These entries are to be retyped in full, word for word.

*** THE DATA

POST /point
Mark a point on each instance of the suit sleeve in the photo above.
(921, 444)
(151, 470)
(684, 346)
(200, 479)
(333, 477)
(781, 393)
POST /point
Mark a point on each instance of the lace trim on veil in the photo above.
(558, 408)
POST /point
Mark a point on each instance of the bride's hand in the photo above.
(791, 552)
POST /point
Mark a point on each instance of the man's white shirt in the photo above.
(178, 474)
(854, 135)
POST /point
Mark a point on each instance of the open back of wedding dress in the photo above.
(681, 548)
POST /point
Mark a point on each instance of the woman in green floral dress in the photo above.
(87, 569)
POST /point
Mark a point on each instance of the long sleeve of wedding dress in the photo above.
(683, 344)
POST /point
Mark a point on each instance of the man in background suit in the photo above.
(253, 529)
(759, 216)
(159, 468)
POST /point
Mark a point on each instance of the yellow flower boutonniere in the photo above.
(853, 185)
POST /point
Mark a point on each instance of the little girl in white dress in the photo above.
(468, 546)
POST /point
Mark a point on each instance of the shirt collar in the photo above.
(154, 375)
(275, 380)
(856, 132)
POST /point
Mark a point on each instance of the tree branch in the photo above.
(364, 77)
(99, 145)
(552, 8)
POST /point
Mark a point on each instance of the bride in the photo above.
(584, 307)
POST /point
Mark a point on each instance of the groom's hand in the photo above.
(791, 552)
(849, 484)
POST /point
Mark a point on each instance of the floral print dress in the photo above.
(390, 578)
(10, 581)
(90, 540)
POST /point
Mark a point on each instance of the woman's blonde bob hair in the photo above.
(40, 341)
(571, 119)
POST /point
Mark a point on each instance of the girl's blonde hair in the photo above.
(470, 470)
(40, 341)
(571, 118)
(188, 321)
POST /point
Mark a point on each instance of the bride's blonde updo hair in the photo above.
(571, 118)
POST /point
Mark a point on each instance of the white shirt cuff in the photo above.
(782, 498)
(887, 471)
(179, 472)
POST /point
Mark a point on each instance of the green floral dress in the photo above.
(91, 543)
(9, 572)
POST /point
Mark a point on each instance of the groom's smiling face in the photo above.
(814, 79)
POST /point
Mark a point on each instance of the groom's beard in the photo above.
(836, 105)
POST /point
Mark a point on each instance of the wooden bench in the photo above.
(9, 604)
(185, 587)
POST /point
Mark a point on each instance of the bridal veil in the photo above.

******

SOLUTION:
POST /point
Mark a point on each instance of the suit sleeve in the photo above.
(921, 444)
(151, 470)
(684, 346)
(200, 479)
(333, 477)
(781, 393)
POST /point
Mark a point on each instance of the lace trim on veil in the photo above.
(558, 408)
POST /point
Mark a point on each instance of the bride's hand in the photo above.
(791, 552)
POST /point
Mark a point on each instance of the man's white shirt in the photo above.
(178, 474)
(854, 135)
POST /point
Mark a point on each instance of the open back of wedding dress in the photo above.
(681, 548)
POST /point
Mark a point on each instance of the woman in green floral dress in the photo above.
(87, 569)
POST /point
Mark a point on each instance of the long sleeve of wedding dress in the photo above.
(683, 344)
POST /point
Mark a point on each instance of the man in background suit in the photo above.
(253, 529)
(759, 216)
(159, 468)
POST /point
Mark a point on each instance of the yellow flower boutonniere in the photo above.
(853, 185)
POST /point
Mark a point on each instance of the little girl in white dress in the photo above.
(468, 546)
POST /point
Mark a point on each instance of the shirt collar in the photo above.
(154, 375)
(275, 380)
(856, 132)
POST /point
Mark a point on each instance of the tree branch in the photo above.
(364, 77)
(99, 145)
(552, 8)
POST /point
Mark a point on each instance of the bride in the photo above.
(584, 307)
POST /point
Mark a point on each instance of the groom's hand in the photo above.
(791, 552)
(849, 484)
POST /point
Mark a point on each instance of the floral print dress in the photo above.
(390, 578)
(10, 581)
(90, 540)
POST /point
Mark a point on each instance of the woman's blonde bob hair in the photo above.
(40, 341)
(571, 119)
POST /point
Mark a point on each instance of the girl's blonde hair in the photo above.
(470, 470)
(40, 341)
(571, 118)
(188, 321)
POST /point
Mark a point on each instance of the bride's blonde updo hair in the photo above.
(571, 118)
POST /point
Mark a point on each instance of the white shirt cuff in the photo above.
(782, 498)
(887, 471)
(179, 472)
POST /point
Mark a point on each instance of the green floral dress in the photo above.
(91, 543)
(9, 572)
POST /point
Mark a point on each instance of the groom's smiling face in the photo above.
(814, 79)
POST /point
Mark a point on each instance of the groom's beard in the photo above.
(836, 105)
POST /point
Mark a point on each instance of the wooden bench in the photo above.
(9, 604)
(185, 587)
POST /point
Mark a point on each instance of the bridal veil in the photo above.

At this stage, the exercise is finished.